● Problem description:
Return every line of the data below that contains the word "mountain".

● Extracted data entries:
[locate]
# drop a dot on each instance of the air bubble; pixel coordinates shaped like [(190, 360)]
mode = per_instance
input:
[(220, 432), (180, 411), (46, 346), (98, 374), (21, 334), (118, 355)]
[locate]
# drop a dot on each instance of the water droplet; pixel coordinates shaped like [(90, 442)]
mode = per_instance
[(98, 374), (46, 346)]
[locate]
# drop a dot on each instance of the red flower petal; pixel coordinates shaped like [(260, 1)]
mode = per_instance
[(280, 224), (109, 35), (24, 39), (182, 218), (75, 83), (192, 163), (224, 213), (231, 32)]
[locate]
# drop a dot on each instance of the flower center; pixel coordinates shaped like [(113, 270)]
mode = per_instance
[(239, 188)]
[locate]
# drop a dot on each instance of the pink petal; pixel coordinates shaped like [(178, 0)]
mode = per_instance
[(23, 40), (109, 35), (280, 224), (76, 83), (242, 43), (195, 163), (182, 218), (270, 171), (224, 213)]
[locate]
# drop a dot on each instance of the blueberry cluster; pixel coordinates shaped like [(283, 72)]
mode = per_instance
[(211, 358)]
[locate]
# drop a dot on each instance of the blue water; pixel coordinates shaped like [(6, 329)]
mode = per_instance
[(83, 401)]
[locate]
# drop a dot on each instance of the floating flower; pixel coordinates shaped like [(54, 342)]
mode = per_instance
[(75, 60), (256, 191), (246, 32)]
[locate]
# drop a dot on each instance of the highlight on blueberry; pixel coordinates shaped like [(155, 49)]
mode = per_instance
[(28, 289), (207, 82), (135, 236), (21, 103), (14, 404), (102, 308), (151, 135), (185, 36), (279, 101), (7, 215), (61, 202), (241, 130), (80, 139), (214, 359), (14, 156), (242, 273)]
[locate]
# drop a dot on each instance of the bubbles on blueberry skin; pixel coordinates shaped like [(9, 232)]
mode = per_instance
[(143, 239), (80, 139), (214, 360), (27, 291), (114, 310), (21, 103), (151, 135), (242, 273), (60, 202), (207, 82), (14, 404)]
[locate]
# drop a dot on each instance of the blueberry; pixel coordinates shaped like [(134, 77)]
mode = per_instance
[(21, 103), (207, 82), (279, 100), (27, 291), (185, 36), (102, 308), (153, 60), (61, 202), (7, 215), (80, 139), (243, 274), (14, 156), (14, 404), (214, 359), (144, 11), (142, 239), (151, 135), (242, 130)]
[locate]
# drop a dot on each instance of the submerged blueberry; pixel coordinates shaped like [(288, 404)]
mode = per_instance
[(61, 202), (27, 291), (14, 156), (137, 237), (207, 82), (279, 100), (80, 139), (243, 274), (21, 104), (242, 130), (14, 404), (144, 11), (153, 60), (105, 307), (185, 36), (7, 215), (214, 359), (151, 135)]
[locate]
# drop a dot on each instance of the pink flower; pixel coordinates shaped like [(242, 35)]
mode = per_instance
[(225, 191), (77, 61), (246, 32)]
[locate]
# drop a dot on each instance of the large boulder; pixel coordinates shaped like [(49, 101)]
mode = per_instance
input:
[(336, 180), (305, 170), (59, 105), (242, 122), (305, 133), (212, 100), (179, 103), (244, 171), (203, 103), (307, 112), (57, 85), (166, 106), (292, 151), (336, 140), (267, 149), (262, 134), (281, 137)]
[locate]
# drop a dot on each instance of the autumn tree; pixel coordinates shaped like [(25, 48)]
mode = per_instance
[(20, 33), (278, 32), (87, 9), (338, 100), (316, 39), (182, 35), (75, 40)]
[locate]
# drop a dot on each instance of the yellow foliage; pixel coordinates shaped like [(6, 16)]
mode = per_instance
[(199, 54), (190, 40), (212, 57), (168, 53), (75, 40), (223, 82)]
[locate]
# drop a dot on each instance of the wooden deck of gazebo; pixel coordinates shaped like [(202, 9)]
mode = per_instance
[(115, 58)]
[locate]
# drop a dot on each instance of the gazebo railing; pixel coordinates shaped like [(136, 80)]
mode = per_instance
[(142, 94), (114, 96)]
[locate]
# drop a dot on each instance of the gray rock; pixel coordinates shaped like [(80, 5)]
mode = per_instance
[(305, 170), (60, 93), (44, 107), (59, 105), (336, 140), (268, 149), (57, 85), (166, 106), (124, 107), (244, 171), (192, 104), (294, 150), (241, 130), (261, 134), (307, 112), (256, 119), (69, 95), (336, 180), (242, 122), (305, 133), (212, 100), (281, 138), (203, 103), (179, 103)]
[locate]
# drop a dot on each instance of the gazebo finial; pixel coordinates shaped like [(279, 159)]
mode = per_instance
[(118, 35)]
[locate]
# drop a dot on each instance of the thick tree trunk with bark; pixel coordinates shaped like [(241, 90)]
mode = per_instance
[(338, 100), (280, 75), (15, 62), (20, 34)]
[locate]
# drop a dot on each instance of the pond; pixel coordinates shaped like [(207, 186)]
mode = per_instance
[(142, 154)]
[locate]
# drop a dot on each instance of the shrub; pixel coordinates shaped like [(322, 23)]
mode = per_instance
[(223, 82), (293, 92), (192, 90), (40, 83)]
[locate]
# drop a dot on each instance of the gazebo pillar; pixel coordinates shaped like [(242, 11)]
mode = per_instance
* * *
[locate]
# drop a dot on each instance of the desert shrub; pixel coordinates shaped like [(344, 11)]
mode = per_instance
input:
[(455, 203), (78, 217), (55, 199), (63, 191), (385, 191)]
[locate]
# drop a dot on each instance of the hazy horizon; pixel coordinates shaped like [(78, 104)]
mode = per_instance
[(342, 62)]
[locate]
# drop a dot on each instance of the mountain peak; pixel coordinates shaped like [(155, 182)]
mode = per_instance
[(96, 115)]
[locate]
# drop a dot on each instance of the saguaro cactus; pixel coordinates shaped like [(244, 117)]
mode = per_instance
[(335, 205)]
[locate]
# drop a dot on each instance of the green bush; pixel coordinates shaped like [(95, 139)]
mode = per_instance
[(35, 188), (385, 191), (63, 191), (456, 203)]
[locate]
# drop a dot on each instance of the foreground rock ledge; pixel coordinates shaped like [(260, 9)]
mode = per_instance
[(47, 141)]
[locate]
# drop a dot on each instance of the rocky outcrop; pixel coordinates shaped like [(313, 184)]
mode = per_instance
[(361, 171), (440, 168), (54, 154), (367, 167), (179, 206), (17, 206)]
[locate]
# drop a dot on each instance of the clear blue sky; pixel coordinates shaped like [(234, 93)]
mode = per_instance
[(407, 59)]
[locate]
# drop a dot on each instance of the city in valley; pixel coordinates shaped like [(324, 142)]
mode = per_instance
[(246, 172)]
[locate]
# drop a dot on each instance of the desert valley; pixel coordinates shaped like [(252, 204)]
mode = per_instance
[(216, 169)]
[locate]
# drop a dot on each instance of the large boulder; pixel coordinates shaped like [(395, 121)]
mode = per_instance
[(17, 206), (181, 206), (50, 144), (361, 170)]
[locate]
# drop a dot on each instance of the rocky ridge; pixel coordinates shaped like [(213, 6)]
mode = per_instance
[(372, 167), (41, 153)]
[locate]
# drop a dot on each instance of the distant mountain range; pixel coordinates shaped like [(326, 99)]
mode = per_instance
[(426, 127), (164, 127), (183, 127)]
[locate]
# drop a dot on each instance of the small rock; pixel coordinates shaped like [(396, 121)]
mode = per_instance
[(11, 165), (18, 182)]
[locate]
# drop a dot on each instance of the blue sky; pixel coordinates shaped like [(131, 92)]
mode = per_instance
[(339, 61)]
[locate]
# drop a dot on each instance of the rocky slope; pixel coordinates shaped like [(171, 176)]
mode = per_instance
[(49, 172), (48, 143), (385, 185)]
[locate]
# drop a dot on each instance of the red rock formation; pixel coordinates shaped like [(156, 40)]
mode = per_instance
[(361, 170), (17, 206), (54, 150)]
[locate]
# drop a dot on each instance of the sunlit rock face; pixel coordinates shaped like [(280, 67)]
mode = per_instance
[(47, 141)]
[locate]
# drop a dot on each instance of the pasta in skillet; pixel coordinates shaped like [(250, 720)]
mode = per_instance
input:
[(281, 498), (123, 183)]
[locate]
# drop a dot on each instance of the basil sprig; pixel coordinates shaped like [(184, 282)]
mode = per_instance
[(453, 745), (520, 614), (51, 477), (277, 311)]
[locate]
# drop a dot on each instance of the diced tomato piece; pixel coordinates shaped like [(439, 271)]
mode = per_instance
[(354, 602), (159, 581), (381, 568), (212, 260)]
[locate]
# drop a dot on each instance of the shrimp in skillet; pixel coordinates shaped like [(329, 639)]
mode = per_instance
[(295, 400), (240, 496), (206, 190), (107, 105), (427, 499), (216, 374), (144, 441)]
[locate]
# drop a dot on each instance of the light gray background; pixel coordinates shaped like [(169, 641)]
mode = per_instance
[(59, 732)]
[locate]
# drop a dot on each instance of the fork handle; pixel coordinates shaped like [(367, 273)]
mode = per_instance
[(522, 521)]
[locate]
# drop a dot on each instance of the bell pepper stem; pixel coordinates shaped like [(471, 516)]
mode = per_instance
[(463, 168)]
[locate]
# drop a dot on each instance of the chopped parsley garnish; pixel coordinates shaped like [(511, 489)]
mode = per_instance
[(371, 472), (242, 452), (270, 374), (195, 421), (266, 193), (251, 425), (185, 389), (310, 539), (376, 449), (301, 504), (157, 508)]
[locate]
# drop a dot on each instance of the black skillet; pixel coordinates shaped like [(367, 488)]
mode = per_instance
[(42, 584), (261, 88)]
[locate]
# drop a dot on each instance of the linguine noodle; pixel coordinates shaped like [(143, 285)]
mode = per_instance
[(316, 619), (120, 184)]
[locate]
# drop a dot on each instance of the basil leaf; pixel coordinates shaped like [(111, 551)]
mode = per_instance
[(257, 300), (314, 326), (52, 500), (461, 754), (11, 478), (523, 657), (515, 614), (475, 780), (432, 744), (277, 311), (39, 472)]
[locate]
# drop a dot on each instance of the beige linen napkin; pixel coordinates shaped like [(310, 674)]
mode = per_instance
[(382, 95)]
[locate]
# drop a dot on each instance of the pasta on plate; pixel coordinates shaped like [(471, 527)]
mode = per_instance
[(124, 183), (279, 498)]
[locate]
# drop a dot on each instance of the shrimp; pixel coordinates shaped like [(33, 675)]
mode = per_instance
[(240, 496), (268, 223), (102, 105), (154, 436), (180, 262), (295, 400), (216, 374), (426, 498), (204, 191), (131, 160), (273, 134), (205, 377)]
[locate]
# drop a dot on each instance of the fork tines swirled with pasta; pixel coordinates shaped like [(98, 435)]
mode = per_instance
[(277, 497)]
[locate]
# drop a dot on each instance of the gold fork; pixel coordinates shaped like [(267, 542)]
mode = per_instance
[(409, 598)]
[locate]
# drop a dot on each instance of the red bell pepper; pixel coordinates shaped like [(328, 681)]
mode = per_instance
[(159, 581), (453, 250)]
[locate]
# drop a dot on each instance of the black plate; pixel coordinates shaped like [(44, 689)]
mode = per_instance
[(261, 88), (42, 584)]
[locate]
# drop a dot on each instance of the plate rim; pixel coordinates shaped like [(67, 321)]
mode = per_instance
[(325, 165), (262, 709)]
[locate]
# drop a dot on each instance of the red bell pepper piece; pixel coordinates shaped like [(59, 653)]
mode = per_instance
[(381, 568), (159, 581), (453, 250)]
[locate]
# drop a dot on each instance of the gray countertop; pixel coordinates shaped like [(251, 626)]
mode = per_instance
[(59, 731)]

● Task result:
# drop a dot on each instance of the mountain peak; pixel coordinates shaped like [(155, 182)]
# drop a dot on each instance of the distant mountain range; pixel coordinates shaped like [(326, 99)]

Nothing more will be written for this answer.